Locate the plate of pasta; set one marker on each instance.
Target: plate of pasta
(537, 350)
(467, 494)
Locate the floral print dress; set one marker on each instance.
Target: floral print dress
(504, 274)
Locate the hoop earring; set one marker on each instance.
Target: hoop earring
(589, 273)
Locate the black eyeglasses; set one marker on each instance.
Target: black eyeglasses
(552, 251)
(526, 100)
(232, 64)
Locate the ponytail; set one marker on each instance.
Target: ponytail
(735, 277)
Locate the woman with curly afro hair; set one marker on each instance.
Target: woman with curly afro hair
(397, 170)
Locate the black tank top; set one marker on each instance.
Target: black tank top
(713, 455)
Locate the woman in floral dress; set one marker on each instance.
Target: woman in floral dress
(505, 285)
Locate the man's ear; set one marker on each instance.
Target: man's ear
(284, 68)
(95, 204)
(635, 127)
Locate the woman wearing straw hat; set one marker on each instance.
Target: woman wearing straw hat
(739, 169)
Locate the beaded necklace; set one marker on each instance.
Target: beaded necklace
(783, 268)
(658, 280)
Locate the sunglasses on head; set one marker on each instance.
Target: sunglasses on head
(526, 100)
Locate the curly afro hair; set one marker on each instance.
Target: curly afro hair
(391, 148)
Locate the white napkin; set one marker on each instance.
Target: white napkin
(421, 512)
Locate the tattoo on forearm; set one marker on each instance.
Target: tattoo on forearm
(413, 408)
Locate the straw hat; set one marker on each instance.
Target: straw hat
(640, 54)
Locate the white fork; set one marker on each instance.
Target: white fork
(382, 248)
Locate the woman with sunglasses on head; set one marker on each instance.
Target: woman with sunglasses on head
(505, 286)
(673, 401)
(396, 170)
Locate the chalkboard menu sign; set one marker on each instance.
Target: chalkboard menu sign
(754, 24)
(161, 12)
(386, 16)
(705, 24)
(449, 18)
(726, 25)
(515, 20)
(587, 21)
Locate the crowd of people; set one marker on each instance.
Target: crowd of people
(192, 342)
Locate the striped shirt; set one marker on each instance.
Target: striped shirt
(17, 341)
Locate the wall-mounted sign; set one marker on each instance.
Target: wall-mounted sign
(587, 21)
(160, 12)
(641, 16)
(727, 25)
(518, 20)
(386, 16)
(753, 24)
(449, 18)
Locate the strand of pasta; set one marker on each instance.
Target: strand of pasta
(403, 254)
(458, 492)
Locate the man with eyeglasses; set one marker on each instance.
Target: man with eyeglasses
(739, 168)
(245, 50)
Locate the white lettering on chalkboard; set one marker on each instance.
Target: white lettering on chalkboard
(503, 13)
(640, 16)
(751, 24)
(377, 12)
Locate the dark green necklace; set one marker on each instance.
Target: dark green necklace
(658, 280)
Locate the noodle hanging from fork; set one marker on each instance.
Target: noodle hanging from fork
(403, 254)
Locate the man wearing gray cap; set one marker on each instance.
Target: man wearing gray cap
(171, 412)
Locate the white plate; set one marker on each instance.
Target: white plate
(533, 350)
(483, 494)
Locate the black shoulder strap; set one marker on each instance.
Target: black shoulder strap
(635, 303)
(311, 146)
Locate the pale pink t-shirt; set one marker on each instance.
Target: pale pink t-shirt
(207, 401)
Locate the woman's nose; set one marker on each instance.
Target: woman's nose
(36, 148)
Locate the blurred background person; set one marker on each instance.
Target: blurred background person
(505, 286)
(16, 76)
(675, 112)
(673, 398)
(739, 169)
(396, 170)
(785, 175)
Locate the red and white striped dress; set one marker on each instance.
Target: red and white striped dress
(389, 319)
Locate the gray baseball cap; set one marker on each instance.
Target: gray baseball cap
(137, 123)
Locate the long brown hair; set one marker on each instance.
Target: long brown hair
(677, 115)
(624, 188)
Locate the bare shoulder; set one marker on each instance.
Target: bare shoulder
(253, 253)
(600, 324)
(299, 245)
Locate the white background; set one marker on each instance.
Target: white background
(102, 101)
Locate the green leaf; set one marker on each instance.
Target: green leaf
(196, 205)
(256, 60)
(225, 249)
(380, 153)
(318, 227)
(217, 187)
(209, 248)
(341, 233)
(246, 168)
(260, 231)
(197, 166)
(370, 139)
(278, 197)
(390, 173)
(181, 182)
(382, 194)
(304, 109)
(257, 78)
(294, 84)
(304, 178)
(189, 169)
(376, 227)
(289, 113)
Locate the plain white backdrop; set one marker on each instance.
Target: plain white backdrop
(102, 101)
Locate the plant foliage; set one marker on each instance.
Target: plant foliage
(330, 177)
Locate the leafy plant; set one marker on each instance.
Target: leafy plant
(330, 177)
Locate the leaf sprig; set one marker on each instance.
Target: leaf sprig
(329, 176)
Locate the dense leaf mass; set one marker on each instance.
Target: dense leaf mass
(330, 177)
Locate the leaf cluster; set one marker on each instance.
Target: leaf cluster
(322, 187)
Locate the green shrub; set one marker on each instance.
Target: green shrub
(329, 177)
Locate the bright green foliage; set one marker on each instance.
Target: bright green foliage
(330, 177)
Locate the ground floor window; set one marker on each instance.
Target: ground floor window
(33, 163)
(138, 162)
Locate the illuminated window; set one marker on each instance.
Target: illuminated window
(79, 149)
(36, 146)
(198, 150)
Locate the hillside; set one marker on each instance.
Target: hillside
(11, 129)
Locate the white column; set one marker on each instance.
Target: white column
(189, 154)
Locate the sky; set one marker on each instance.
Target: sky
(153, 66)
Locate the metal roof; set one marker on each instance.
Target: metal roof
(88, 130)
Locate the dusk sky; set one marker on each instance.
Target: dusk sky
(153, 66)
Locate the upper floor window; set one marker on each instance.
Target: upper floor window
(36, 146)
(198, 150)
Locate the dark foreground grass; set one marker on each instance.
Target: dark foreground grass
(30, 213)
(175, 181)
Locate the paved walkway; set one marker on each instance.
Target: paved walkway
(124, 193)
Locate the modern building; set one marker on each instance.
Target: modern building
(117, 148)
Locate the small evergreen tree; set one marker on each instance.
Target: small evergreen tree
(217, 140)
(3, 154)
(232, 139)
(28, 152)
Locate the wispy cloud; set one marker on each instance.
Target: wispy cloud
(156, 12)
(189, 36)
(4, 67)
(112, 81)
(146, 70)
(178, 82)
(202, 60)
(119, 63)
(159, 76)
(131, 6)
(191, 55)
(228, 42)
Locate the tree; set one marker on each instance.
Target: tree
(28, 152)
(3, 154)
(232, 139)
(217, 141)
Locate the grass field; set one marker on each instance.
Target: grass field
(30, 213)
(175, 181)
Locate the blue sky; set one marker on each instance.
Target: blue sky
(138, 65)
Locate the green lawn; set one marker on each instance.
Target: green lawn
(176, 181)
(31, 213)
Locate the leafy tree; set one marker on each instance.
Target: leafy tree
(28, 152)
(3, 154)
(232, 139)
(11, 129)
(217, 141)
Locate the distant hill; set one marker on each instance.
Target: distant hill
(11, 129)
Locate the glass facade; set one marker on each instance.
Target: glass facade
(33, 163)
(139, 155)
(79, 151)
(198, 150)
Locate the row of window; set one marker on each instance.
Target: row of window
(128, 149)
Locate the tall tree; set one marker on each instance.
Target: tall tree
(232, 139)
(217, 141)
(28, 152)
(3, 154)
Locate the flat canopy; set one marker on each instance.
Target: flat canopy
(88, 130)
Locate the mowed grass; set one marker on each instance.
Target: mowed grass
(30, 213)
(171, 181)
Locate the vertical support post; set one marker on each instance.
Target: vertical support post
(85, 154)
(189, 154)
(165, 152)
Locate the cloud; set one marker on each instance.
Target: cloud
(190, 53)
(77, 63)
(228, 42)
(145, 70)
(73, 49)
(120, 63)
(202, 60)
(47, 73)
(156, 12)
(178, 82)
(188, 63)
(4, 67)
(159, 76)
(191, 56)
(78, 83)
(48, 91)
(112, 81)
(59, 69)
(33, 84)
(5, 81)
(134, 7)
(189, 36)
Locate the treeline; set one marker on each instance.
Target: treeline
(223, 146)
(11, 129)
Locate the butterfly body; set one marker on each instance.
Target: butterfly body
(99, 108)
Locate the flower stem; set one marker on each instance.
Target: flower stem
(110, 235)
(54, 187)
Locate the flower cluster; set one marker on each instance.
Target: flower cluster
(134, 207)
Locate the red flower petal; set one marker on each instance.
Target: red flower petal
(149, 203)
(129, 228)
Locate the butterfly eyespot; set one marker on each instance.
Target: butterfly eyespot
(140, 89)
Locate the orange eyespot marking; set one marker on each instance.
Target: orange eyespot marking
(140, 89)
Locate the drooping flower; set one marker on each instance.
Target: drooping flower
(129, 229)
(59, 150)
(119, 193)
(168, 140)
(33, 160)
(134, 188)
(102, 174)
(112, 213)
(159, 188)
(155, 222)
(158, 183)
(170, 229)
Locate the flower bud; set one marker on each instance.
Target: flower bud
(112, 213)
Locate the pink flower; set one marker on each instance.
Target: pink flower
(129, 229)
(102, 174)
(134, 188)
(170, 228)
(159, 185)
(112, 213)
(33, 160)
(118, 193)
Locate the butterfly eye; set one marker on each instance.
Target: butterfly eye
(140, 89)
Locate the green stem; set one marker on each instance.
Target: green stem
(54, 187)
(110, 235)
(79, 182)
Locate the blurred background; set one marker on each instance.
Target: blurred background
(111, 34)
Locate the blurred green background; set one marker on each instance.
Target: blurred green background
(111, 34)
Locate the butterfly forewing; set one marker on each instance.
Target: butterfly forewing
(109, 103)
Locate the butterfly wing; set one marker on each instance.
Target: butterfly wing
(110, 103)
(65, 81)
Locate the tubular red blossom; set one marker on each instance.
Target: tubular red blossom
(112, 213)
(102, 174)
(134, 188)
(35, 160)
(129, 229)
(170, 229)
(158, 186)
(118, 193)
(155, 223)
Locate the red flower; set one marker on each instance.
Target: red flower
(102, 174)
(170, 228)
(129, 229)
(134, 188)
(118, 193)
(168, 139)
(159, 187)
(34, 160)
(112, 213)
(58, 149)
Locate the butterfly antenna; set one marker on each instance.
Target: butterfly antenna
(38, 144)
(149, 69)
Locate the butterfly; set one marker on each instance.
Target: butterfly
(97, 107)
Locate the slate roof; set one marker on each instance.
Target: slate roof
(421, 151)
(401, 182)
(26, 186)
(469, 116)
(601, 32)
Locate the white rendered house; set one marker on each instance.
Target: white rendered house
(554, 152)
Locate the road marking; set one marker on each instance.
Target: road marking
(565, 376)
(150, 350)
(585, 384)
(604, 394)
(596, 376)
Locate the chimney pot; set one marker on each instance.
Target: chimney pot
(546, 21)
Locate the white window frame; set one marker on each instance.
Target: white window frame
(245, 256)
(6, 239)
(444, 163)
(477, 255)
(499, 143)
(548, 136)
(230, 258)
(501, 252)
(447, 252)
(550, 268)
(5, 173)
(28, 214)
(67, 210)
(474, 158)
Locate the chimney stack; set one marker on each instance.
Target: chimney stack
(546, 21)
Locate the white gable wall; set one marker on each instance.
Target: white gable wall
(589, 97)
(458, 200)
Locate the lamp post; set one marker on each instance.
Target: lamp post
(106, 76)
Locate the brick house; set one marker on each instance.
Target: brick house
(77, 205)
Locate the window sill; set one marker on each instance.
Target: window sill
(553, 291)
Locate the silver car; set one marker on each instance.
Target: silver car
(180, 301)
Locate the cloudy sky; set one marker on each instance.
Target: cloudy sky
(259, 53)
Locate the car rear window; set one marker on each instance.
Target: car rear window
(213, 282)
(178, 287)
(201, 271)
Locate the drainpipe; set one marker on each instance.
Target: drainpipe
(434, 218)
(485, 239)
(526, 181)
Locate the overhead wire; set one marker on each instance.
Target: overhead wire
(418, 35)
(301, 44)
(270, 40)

• • • •

◆ INSTRUCTIONS FOR THE TASK
Using the entries above, return exactly the lines from the line with "Target: green stem" to the line with "Locate the white rendered", counting both of those lines.

◆ EXERCISE ANSWER
Target: green stem
(54, 187)
(110, 235)
(79, 182)
Locate the blurred background; set one marker on each instance.
Target: blurred background
(111, 34)
Locate the blurred green background; set one marker on each instance.
Target: blurred green background
(111, 34)
Locate the butterfly forewing; set one marker on each instance.
Target: butterfly forewing
(109, 103)
Locate the butterfly wing; set one marker on each instance.
Target: butterfly wing
(110, 103)
(65, 81)
Locate the tubular red blossom; set one marker on each instance.
Target: tubular red blossom
(112, 213)
(102, 174)
(134, 188)
(35, 160)
(129, 229)
(170, 229)
(158, 186)
(118, 193)
(155, 223)
Locate the red flower; set one marker on each instance.
Target: red flower
(102, 174)
(170, 228)
(129, 229)
(134, 188)
(118, 193)
(168, 139)
(159, 187)
(34, 160)
(112, 213)
(58, 149)
Locate the butterfly antenna; set one marker on each instance.
Target: butterfly antenna
(38, 144)
(149, 69)
Locate the butterfly; set one marker on each instance.
Target: butterfly
(97, 107)
Locate the slate roof; set one marker on each instance.
Target: slate roof
(421, 151)
(401, 182)
(26, 186)
(469, 116)
(601, 32)
Locate the white rendered house; set one marker on each instance.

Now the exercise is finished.